---------- Textauszug

Englische Version: Digital Publications in Culture: Examples and Key Features – Survey Results from the NFDI4Culture Community
Der Aufgabenbereich TA4 „Datenpublikation und Langzeitarchivierung” der NFDI4Culture untersucht, welche Initiativen ihre Publikationen für Open Scholarship verbessern. Ziel ist es, Guidelines für Wissenschaftler:innen zu erstellen, um digitale Publikationen samt Forschungsdaten mit Schwerpunkt digitale Langzeitarchivierung zu veröffentlichen.
Um ein umfassendes Verständnis der bestehenden Enhanced Publications in der NFDI4Culture Community zu erhalten, wurde eine Online-Umfrage durchgeführt. Ihr Ziel war es, weitere repräsentative Beispiele zu sammeln. Die Umfrage diente auch dazu, ein besseres Verständnis dafür zu erlangen, was die NFDI4Culture Community unter einer Enhanced Publication versteht und welche Merkmale sie damit assoziiert.
Die Umfrage hat gezeigt, dass es eine Vielzahl von Kontexten gibt, die über Standard-Forschungspublikationen oder digitale Sammlungen hinausgehen. Darüber hinaus hat sie gezeigt, dass ein Begriff benötigt wird, der multimodale, multimediale und multilokale Publikationen erfassen kann.

--------------------

* _Aufgabe 1_:
Prüfen Sie anhand des Textauszugs zur NFDI4Culture-Umfrage, ob die folgenden Aussagen zutreffen, und belegen Sie jedes Ja oder Nein mit einem wörtlichen Zitat: (a) Die Umfrage wurde online durchgeführt. (b) Der Aufgabenbereich TA4 will Guidelines für Bibliotheken erstellen. (c) Laut Umfrage wird ein Begriff benötigt, der multimodale, multimediale und multilokale Publikationen erfassen kann.

---------- Gegebene Daten

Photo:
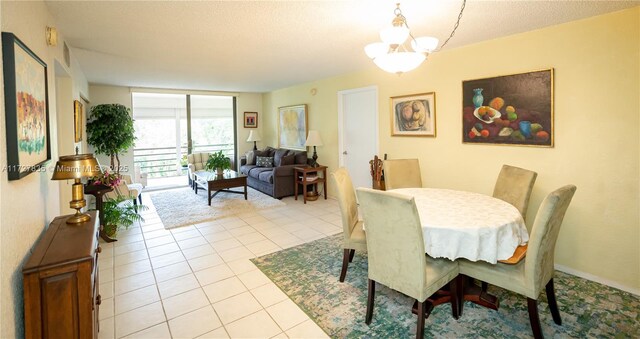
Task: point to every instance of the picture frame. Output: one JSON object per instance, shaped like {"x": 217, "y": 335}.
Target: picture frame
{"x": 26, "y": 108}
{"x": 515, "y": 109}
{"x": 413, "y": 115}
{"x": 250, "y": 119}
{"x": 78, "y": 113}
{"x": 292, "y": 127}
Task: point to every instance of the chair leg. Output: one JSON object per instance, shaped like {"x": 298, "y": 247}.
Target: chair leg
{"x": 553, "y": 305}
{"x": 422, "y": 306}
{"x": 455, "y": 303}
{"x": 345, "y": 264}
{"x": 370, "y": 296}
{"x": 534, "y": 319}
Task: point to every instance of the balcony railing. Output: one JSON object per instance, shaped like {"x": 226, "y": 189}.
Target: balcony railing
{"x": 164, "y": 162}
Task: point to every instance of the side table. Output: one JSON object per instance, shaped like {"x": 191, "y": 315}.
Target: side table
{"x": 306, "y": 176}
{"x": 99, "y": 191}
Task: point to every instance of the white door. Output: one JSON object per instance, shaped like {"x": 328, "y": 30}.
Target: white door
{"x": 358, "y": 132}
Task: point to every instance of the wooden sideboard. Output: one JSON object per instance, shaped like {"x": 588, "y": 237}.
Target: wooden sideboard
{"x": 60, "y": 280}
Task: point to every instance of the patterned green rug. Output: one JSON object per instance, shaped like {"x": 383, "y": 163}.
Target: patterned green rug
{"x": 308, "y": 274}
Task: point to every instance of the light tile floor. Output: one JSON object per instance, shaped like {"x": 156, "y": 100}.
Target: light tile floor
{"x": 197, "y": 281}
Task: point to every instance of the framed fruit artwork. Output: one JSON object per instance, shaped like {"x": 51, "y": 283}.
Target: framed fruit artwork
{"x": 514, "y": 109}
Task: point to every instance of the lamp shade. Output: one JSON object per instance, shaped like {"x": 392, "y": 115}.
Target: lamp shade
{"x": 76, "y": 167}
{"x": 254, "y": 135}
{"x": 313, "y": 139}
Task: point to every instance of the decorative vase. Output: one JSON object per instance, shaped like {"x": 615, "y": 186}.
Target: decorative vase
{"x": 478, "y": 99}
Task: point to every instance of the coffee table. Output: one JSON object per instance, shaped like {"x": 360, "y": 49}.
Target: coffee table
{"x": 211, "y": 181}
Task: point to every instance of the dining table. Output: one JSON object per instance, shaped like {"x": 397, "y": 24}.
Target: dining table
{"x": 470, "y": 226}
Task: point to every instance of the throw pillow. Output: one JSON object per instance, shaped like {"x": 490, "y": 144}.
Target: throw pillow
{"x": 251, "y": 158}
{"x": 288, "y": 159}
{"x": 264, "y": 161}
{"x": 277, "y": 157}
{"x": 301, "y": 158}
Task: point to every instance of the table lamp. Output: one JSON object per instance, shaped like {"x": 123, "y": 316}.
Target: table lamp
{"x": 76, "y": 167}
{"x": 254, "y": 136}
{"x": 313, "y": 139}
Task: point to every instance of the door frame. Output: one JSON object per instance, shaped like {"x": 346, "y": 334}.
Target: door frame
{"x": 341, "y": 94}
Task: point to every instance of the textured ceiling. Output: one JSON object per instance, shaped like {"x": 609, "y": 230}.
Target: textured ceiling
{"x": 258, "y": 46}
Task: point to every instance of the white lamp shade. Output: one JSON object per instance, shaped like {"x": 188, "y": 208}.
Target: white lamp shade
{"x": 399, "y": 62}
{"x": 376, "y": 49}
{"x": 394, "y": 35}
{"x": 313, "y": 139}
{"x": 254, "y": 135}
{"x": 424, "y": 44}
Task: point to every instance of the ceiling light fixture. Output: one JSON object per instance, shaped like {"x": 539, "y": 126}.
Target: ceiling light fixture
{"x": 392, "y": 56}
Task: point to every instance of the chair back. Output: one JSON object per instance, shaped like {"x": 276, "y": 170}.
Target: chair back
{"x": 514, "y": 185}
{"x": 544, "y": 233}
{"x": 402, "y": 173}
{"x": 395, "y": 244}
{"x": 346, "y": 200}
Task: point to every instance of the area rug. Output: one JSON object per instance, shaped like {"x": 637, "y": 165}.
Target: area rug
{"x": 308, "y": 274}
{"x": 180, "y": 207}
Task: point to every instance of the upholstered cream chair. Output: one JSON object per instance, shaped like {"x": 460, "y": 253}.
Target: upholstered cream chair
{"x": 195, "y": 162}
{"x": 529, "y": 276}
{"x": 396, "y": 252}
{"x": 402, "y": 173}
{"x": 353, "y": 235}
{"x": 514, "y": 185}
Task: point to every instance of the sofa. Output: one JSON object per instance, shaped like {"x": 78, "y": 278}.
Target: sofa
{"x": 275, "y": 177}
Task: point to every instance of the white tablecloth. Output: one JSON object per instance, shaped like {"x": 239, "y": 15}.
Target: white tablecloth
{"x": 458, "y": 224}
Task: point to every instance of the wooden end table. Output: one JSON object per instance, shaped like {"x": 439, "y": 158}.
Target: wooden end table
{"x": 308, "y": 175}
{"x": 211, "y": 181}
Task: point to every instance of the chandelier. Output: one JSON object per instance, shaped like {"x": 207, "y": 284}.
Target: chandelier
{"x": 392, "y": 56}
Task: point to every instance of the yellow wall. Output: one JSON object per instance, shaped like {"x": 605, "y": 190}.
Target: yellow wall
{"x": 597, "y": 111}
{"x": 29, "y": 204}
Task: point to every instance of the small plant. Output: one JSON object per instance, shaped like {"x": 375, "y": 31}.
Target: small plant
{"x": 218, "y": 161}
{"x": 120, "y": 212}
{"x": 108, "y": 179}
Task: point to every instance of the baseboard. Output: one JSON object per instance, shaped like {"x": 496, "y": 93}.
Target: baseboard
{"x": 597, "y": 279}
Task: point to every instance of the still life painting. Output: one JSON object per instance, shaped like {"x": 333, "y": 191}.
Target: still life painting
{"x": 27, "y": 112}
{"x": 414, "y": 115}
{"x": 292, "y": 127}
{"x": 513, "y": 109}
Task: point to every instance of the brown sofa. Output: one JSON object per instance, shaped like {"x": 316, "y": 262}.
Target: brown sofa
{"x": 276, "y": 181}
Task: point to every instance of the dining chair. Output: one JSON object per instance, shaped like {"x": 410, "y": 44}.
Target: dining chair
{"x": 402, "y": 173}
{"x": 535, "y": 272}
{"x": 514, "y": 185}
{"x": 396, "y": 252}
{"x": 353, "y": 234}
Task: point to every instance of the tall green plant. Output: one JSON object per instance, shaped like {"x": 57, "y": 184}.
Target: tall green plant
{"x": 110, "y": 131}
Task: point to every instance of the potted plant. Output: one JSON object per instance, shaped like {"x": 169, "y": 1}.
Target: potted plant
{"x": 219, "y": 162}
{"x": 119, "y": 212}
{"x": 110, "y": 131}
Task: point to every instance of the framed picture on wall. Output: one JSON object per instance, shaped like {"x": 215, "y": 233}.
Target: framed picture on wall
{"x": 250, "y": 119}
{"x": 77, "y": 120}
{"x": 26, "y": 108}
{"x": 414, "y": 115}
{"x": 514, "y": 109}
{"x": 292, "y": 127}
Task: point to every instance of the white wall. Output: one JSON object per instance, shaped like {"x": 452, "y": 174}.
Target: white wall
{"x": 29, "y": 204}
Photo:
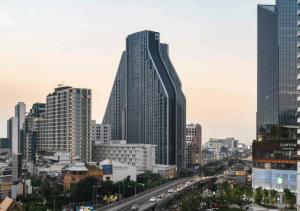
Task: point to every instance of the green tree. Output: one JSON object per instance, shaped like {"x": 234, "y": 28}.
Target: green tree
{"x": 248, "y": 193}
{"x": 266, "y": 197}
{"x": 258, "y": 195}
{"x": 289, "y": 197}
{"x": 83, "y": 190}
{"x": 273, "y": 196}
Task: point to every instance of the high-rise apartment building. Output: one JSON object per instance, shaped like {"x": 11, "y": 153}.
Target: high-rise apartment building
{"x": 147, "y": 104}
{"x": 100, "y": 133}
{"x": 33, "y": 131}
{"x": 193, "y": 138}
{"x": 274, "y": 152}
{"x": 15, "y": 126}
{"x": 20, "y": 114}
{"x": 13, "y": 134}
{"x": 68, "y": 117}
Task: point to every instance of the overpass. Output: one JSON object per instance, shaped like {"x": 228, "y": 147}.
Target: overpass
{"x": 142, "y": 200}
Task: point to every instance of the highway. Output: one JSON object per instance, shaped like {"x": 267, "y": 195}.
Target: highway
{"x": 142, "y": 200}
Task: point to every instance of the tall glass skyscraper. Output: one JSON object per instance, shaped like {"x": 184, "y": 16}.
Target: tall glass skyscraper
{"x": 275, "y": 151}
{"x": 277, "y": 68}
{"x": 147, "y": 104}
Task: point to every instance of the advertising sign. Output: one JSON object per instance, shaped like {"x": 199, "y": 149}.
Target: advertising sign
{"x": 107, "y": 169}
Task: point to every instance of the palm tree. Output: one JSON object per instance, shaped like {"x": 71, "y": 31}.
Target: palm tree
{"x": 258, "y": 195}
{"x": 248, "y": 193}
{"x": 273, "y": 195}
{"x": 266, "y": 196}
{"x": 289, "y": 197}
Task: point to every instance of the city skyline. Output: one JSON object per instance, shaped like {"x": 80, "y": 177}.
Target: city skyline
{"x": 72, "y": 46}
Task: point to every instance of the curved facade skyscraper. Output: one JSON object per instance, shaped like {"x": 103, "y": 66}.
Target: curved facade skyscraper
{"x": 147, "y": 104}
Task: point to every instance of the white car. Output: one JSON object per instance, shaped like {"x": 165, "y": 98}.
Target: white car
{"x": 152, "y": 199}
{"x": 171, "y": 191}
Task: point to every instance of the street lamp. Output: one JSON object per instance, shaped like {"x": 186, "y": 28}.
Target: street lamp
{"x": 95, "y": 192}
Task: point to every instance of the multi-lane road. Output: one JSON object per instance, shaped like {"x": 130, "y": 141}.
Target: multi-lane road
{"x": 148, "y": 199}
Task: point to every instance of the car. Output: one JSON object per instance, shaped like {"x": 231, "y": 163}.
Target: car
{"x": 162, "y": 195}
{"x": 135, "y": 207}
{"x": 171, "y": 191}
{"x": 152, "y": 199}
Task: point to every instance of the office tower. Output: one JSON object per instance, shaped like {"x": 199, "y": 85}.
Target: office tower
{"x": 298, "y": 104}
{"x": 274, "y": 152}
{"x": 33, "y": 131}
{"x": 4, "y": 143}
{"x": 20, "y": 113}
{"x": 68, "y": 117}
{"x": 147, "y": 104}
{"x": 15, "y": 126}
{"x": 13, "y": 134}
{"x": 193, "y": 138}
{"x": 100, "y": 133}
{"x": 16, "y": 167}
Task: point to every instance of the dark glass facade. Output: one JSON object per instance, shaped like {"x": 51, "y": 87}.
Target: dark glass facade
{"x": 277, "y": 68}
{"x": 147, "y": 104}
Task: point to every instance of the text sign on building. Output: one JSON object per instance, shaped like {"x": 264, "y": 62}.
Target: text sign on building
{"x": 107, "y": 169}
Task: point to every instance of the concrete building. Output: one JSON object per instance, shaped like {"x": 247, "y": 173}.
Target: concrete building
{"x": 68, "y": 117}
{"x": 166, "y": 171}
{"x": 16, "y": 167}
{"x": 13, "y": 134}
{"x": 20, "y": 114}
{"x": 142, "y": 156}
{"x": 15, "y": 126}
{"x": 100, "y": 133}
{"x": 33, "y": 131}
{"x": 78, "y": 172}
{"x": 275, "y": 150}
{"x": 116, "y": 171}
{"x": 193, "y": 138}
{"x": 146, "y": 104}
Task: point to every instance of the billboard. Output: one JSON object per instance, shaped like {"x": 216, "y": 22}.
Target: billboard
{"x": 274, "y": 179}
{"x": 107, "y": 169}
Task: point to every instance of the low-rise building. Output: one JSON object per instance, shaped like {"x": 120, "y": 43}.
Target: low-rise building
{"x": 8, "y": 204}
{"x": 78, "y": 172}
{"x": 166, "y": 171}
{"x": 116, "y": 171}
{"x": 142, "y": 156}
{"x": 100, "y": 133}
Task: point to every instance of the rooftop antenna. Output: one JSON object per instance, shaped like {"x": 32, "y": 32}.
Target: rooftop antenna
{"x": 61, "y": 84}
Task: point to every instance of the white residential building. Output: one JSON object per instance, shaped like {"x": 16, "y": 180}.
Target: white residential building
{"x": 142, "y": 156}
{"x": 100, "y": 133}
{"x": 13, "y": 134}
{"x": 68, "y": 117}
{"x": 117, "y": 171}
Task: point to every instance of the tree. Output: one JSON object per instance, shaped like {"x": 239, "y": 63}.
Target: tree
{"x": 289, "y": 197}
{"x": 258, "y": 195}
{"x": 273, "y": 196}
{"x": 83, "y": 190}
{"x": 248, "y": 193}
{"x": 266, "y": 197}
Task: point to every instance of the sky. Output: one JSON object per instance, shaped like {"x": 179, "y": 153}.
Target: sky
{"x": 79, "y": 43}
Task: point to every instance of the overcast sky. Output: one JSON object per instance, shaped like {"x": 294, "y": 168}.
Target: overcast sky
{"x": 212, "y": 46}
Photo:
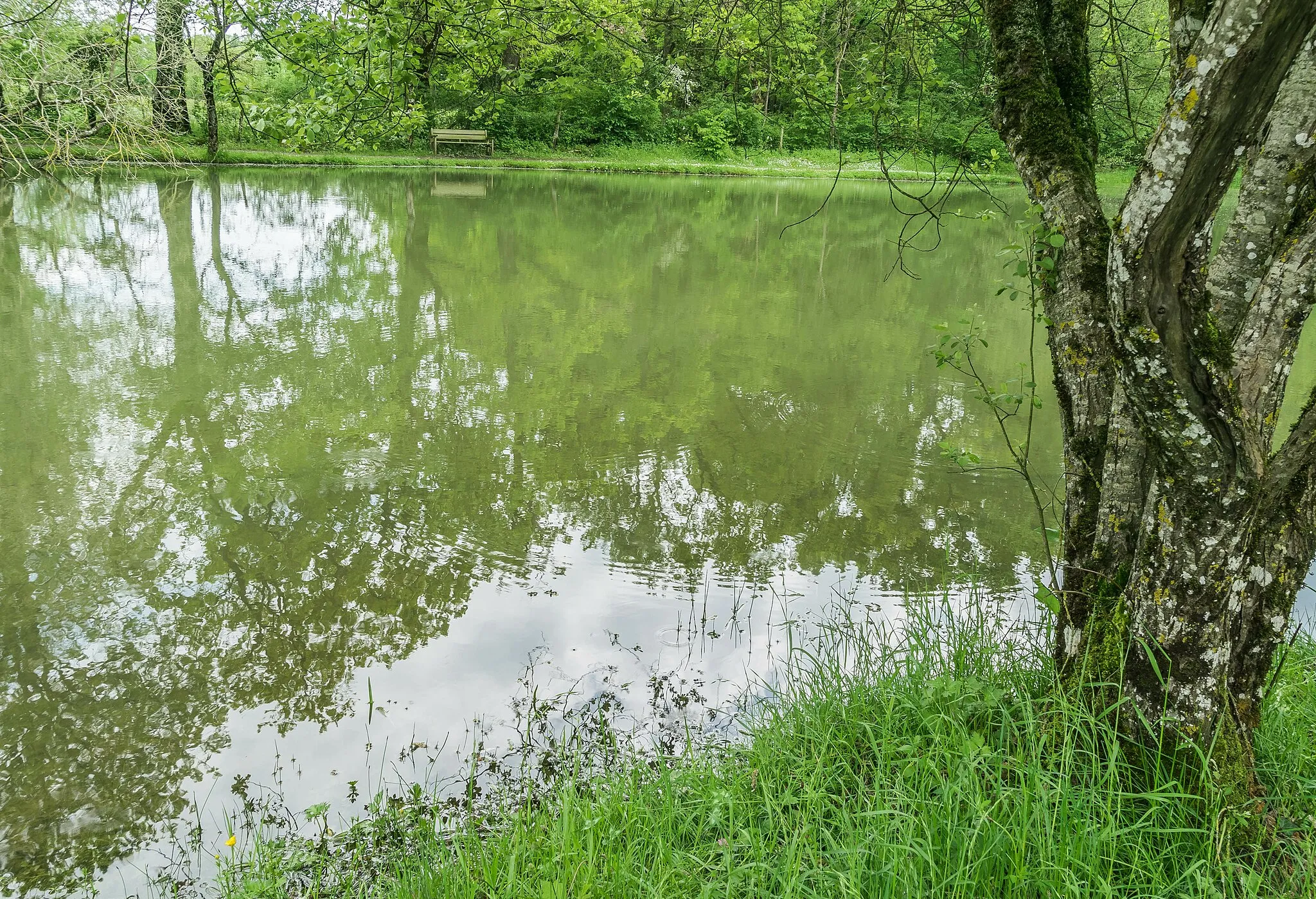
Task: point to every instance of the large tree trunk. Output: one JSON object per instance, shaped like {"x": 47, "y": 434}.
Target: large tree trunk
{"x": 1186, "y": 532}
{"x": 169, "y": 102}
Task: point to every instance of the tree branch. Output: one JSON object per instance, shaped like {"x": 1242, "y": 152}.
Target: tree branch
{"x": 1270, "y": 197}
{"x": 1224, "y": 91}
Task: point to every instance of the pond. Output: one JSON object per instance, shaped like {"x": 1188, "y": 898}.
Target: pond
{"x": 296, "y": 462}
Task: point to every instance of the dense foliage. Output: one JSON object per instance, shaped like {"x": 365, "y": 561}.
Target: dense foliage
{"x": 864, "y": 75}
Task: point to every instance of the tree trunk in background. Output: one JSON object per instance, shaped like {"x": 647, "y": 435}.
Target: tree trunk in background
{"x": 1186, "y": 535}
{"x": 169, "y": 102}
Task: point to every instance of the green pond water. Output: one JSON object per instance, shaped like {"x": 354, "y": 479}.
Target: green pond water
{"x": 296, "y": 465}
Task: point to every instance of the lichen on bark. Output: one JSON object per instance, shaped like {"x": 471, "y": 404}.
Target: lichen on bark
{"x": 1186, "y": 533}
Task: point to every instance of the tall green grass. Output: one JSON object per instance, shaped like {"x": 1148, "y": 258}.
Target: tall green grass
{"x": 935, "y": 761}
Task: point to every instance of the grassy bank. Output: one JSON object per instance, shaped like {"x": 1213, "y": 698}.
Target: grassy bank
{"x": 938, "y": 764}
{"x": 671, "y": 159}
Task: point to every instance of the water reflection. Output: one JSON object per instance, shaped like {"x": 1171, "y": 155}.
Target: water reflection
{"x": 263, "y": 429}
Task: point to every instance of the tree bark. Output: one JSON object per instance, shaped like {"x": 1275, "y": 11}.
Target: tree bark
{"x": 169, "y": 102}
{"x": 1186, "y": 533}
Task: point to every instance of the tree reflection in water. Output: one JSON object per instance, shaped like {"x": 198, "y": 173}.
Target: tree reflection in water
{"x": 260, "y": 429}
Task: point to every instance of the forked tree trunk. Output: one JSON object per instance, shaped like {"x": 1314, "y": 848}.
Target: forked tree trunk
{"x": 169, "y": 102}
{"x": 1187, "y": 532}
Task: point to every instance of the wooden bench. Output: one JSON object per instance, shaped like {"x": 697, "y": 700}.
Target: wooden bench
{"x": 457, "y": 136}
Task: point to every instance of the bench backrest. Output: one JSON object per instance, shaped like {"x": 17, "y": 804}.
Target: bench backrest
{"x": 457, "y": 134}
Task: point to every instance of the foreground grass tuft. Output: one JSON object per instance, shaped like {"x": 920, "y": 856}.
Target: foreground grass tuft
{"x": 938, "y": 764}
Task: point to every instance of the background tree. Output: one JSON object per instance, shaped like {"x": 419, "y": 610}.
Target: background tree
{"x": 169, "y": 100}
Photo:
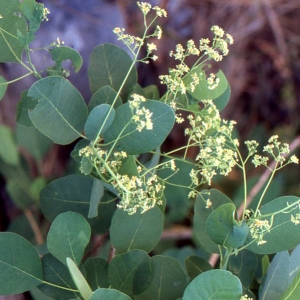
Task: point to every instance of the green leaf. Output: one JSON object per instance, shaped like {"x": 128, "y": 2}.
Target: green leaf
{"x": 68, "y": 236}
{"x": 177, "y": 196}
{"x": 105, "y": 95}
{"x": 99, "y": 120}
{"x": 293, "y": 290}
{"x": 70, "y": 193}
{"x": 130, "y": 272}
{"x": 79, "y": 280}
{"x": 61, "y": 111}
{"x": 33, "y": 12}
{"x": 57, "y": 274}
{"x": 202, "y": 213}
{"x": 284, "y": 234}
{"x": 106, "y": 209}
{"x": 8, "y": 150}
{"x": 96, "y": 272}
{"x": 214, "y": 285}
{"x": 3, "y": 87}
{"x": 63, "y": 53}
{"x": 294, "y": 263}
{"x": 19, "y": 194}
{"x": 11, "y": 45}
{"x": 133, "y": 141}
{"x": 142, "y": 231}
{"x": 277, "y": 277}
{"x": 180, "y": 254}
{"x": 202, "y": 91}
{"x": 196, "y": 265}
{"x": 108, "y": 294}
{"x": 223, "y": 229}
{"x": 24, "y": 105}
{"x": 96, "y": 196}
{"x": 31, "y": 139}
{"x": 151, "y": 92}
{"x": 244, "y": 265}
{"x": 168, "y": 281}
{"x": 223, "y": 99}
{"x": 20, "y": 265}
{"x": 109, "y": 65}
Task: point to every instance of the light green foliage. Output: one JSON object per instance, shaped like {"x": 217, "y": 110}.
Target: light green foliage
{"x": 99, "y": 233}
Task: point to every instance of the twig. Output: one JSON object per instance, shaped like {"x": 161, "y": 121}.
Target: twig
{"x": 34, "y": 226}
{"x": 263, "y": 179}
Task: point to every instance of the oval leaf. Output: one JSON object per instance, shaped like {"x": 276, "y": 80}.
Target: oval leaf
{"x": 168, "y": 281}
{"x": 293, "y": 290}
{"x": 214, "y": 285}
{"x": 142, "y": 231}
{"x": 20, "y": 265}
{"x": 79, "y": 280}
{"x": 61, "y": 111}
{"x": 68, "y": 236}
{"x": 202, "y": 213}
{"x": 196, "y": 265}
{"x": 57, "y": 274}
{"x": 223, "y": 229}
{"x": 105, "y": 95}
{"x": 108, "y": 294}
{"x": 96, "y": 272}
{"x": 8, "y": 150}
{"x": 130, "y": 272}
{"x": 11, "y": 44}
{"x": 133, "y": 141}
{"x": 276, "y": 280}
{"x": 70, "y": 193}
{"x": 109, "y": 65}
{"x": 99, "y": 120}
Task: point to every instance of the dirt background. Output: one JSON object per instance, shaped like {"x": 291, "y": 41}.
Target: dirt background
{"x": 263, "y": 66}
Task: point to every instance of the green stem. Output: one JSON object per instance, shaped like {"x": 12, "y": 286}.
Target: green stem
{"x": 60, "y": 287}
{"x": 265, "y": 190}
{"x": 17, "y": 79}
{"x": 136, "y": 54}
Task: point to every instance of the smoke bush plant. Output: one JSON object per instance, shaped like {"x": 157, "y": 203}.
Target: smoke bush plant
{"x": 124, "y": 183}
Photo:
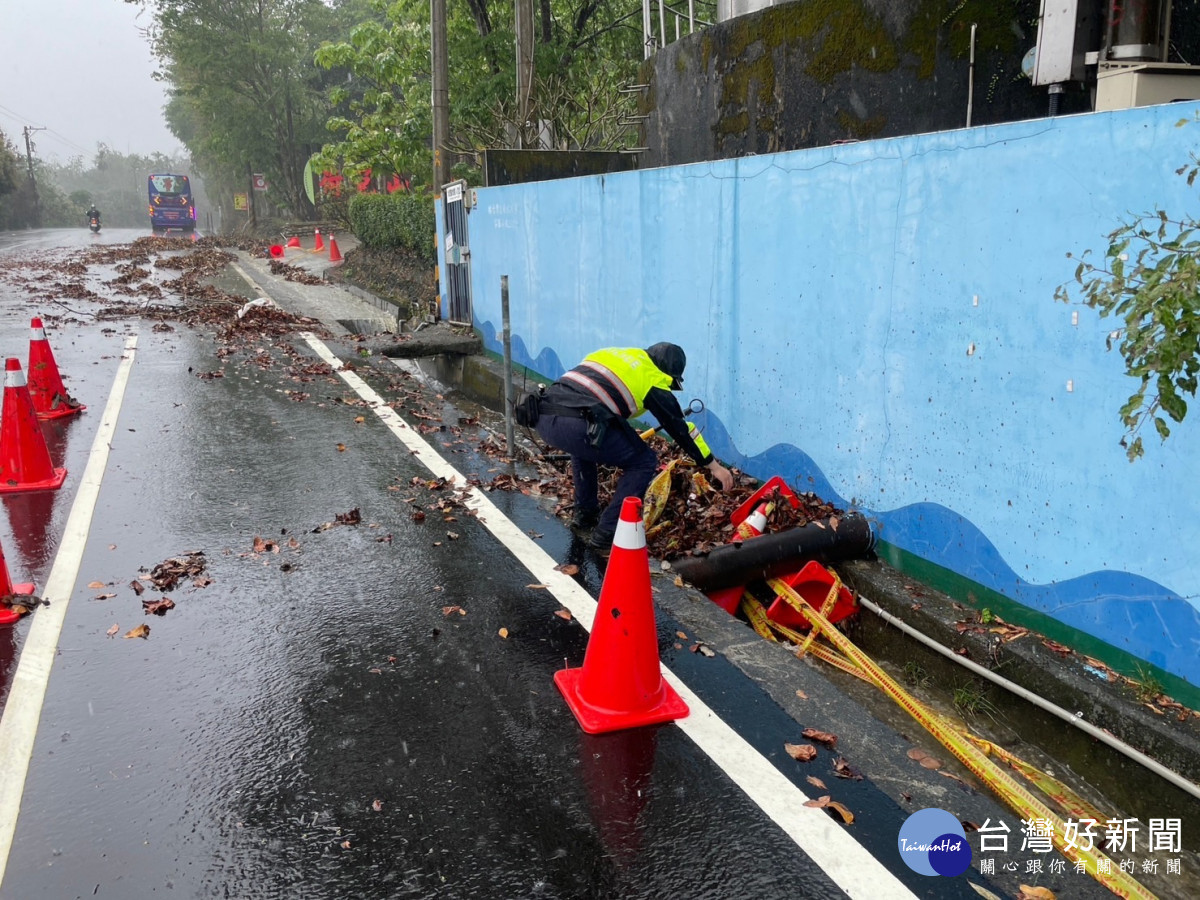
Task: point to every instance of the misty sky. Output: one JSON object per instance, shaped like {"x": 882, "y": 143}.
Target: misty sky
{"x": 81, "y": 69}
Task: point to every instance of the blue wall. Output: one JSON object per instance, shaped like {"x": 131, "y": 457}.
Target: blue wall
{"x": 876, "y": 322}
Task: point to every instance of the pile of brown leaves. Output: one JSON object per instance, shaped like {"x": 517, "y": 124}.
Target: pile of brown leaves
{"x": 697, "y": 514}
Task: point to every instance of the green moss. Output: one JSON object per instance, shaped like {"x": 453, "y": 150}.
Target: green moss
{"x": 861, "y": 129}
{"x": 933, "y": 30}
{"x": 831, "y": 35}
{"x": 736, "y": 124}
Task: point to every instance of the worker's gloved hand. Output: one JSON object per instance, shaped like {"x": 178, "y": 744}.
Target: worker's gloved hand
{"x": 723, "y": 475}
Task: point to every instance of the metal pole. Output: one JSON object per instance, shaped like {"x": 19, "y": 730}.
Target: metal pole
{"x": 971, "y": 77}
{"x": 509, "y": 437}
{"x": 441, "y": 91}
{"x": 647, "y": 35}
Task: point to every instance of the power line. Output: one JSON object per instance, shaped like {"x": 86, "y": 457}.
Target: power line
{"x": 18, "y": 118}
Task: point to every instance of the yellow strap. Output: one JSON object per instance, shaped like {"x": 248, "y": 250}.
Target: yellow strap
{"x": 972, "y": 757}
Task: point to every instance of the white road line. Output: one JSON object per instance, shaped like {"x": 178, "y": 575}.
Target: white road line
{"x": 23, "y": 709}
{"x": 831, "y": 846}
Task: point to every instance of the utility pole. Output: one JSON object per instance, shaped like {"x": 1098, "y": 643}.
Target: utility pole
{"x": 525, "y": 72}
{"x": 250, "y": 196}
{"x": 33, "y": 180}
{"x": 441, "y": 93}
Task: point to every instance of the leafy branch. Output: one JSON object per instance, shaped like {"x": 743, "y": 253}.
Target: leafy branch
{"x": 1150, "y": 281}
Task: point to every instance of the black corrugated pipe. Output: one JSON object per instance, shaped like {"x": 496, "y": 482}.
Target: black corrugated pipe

--------------------

* _Aufgabe 2_:
Geben Sie jede Zeile der Datensätze zurück, in der die Zeichenfolge „black“ vorkommt. Groß- und Kleinschreibung sind dabei zu beachten.

* _Vollständige Ausgabe 1_:
(a) Ja: „wurde eine Online-Umfrage durchgeführt“
(b) Nein: „Guidelines für Wissenschaftler:innen zu erstellen“
(c) Ja: „dass ein Begriff benötigt wird, der multimodale, multimediale und multilokale Publikationen erfassen kann“

* _Vollständige Ausgabe 2_:
Task: point to every instance of the black corrugated pipe. Output: one JSON object per instance, shaped like {"x": 496, "y": 482}.
Target: black corrugated pipe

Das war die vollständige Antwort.